CONSIGNE: Recopiez à l'identique les lignes des enregistrements, de celle qui contient « the girl's nose » jusqu'à celle qui contient « [[85, 181]] », ces deux lignes comprises.

(Enregistrements d'annotation de position)
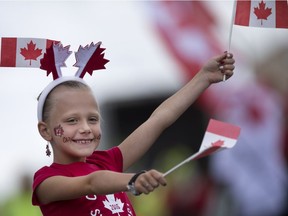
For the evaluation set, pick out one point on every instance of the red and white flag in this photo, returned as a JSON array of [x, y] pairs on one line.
[[269, 14], [219, 135], [22, 52], [187, 29]]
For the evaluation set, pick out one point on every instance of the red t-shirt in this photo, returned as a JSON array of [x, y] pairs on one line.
[[93, 205]]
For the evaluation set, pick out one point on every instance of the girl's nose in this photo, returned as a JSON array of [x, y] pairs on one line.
[[85, 128]]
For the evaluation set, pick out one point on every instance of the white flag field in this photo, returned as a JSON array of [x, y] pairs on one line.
[[218, 136], [23, 52]]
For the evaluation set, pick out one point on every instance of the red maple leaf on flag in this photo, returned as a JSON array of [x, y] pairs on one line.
[[31, 53], [262, 12], [218, 143]]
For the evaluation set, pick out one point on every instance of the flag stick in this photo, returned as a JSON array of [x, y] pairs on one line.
[[231, 25], [197, 155], [231, 29], [180, 164]]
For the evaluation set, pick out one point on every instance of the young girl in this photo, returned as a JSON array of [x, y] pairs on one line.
[[85, 181]]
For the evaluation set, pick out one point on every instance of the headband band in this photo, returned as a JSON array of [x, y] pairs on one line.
[[49, 88]]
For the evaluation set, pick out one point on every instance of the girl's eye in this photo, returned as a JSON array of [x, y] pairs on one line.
[[71, 121], [94, 119]]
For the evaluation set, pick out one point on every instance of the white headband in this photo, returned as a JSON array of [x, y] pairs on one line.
[[49, 88]]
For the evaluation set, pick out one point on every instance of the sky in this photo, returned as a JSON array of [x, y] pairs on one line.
[[139, 64]]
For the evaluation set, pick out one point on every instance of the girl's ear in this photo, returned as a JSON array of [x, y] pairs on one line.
[[44, 131]]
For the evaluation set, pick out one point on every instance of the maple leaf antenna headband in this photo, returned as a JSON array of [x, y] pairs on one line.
[[88, 59]]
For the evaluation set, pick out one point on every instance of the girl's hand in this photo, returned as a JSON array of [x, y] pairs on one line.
[[219, 68], [148, 181]]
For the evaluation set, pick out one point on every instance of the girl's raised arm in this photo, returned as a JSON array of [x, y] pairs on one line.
[[139, 141]]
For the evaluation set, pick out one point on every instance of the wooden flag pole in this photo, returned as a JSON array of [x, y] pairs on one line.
[[230, 30]]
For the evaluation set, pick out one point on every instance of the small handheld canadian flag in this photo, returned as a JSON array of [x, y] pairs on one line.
[[270, 14], [219, 135]]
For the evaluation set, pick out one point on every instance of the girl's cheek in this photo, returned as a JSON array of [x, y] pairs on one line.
[[58, 131]]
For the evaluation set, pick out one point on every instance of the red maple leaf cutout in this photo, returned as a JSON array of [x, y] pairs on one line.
[[262, 12], [31, 53], [218, 143]]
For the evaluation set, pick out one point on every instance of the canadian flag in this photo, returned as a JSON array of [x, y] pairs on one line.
[[220, 134], [22, 52], [187, 29], [270, 14]]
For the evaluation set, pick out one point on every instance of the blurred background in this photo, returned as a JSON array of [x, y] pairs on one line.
[[154, 48]]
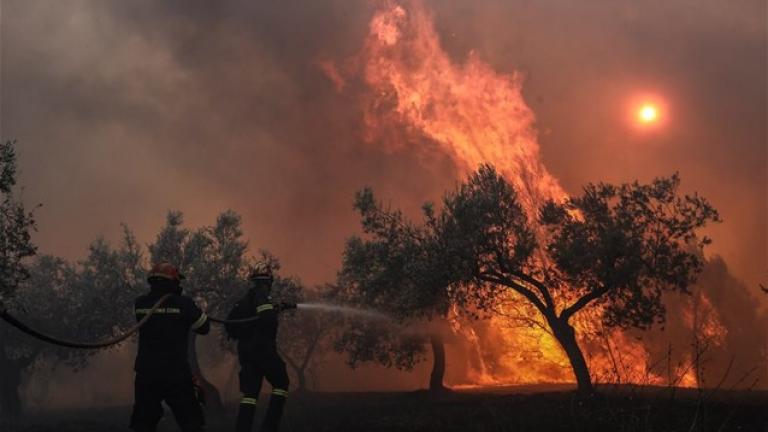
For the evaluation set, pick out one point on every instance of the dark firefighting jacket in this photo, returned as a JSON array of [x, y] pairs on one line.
[[259, 337], [164, 339]]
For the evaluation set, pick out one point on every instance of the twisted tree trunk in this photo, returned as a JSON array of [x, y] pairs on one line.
[[566, 336], [438, 364]]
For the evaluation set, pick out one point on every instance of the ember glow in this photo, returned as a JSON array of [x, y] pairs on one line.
[[477, 115]]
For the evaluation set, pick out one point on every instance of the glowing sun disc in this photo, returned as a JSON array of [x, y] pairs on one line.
[[648, 114]]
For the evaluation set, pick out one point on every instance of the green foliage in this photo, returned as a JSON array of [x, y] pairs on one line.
[[623, 246], [16, 225], [617, 246]]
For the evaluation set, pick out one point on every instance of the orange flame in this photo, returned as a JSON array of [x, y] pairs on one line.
[[476, 115]]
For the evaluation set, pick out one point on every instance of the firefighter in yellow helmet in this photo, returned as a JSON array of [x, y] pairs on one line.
[[162, 369], [257, 350]]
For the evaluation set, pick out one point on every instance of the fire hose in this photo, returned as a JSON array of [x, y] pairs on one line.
[[10, 319]]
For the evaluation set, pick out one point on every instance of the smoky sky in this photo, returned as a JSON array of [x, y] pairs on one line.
[[125, 110]]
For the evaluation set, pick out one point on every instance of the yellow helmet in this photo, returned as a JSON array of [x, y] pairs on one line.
[[262, 270]]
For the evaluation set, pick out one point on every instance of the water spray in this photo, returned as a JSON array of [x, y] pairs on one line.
[[347, 310]]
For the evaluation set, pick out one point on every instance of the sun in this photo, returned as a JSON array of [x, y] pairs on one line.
[[648, 113]]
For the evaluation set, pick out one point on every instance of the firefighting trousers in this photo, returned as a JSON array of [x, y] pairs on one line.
[[252, 373], [177, 392]]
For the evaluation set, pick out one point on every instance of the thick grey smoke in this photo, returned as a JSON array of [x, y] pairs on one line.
[[127, 109], [124, 110]]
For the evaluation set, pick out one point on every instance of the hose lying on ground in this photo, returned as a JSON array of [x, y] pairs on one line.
[[69, 344], [10, 319]]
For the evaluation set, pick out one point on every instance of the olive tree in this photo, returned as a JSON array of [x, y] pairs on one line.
[[616, 248]]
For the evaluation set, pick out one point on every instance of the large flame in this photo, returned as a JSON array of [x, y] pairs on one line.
[[476, 115]]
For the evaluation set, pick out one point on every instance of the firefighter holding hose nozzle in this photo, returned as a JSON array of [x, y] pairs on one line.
[[257, 350], [162, 368]]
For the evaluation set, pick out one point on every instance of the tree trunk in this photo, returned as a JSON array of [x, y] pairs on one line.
[[10, 380], [438, 365], [213, 400], [302, 375], [566, 336]]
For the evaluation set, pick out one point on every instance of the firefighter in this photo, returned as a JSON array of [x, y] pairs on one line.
[[257, 351], [162, 369]]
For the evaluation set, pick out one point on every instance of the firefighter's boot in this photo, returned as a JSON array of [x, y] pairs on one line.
[[274, 411], [245, 414]]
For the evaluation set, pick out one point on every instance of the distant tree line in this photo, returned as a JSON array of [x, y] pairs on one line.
[[616, 247]]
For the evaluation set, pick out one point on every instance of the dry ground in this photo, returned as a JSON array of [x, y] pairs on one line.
[[532, 408]]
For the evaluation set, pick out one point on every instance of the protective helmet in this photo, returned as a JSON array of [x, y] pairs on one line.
[[261, 271], [164, 270]]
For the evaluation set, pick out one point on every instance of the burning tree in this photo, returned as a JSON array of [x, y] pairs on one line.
[[613, 248], [394, 269]]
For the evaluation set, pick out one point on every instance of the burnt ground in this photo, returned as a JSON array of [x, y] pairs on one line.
[[539, 408]]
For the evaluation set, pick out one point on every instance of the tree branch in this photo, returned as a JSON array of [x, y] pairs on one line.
[[582, 302], [525, 292]]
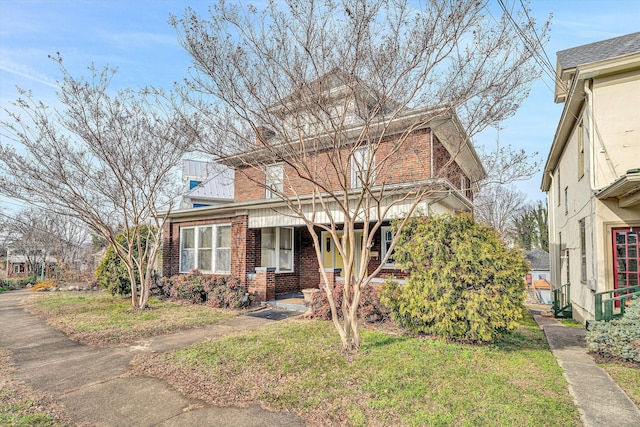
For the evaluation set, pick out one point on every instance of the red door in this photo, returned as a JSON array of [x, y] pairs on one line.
[[626, 257]]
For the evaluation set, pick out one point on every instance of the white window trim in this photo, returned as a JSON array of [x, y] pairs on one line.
[[214, 248], [270, 182], [383, 247], [355, 182], [277, 249]]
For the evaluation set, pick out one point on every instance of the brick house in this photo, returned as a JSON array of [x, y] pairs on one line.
[[260, 240]]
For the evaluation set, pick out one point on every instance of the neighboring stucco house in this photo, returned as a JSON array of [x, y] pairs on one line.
[[261, 242], [592, 173], [18, 263]]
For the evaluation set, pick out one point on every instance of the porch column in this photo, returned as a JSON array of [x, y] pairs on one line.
[[265, 283], [332, 274]]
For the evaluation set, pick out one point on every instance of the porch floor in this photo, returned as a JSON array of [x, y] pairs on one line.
[[289, 301]]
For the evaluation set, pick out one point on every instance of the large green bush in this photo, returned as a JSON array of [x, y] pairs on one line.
[[464, 282], [112, 274], [619, 338]]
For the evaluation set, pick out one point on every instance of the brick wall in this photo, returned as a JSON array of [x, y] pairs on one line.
[[411, 162], [239, 258]]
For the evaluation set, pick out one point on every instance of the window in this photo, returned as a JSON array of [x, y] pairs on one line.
[[580, 150], [277, 248], [583, 251], [387, 236], [197, 250], [274, 180], [361, 162], [223, 248]]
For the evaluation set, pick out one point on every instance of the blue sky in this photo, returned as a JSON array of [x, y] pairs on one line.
[[135, 37]]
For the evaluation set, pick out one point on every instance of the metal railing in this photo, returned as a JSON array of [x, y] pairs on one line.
[[562, 300], [606, 302]]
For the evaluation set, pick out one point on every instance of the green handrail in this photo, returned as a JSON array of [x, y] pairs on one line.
[[605, 309], [562, 299]]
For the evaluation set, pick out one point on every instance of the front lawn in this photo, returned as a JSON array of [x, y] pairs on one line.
[[393, 380], [100, 319], [627, 377]]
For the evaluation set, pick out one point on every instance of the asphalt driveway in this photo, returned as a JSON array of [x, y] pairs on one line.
[[93, 383]]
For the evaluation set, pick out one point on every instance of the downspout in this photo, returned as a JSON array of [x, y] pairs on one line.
[[592, 142], [591, 281], [555, 260], [431, 155]]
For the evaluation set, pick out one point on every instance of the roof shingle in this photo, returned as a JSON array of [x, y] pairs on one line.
[[598, 51]]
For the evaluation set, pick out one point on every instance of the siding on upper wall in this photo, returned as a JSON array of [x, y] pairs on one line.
[[411, 162]]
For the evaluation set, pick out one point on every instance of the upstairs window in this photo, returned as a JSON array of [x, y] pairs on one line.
[[362, 164], [197, 249], [274, 180], [387, 237]]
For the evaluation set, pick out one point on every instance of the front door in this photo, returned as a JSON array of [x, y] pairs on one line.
[[626, 257], [330, 255]]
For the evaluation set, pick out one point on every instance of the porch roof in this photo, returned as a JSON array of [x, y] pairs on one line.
[[277, 212]]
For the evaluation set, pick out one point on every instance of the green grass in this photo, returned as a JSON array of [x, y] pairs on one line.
[[99, 318], [571, 323], [393, 380], [628, 378], [18, 411]]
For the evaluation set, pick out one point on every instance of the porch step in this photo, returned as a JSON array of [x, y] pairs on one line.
[[290, 301]]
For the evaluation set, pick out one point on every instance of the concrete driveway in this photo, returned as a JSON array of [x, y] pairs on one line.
[[93, 383]]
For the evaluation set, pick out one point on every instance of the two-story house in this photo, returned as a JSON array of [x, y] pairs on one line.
[[261, 240], [592, 173]]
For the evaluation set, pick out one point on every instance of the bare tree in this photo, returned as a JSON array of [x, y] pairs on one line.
[[32, 234], [105, 160], [499, 205], [324, 84]]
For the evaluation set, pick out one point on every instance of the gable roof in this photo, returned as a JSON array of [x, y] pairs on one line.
[[218, 186], [598, 51]]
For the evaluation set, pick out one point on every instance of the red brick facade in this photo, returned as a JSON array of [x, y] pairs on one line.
[[410, 162]]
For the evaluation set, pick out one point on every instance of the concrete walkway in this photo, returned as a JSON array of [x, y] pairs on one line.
[[600, 400], [93, 383]]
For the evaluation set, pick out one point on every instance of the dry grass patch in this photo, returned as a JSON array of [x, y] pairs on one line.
[[394, 380], [627, 377], [99, 319]]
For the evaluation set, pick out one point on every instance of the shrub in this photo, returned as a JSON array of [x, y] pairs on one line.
[[227, 292], [464, 282], [371, 310], [112, 274], [196, 288], [192, 287], [45, 285], [619, 338]]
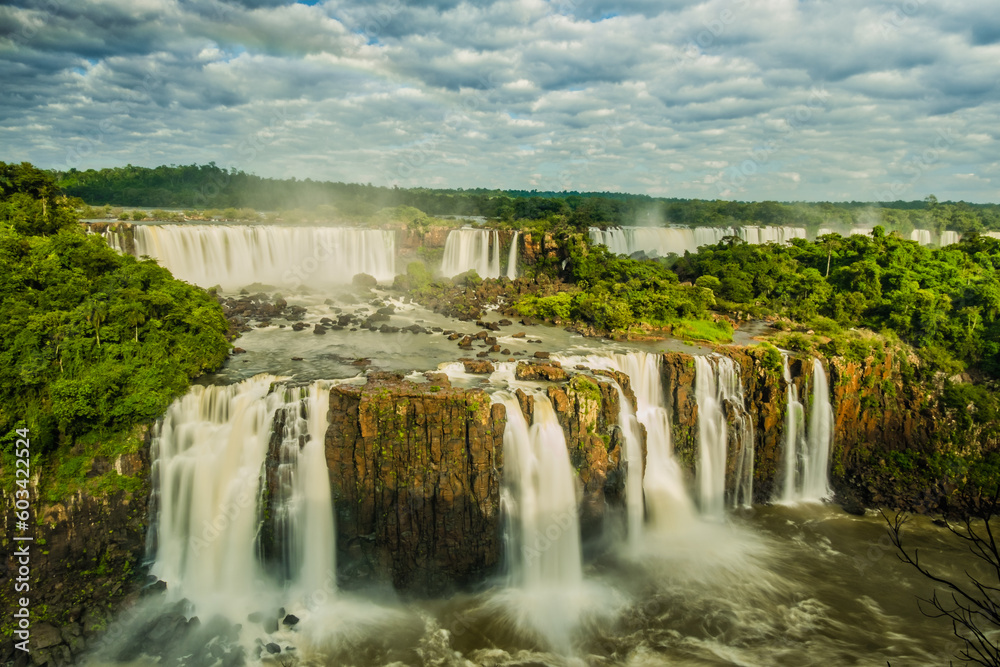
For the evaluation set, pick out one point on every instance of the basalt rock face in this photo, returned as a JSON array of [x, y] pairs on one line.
[[415, 471], [880, 414], [588, 410], [123, 233], [85, 564], [764, 394]]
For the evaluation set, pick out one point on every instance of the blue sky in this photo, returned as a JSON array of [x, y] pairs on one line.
[[733, 99]]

SOLUTION:
For the evaluation set, pick out one point on every instance of the girl's nose in this photo, returned as a JSON array of [x, y] pairs on one line.
[[85, 128]]
For the evaluation set, pick out one point on every instance of the white flag field in this photo, returned as a JSON array of [x, y] pairs on one line.
[[218, 136], [23, 52]]
For the evaluation set, pick out one point on every instance of the red maple leaf on flag in this photo, returned as a JSON array of [x, y] pairs on one line.
[[31, 53], [262, 12], [218, 143]]
For the evaluation set, pick out one point on every instance of the flag stick in this photo, returned as a JSON array of [x, y] pairs on one line.
[[231, 25], [197, 155], [231, 29], [180, 164]]
For the evaluation set, pick out one point on every instance of the young girl in this photo, returned as a JSON array of [x, y] pairs on one line.
[[85, 181]]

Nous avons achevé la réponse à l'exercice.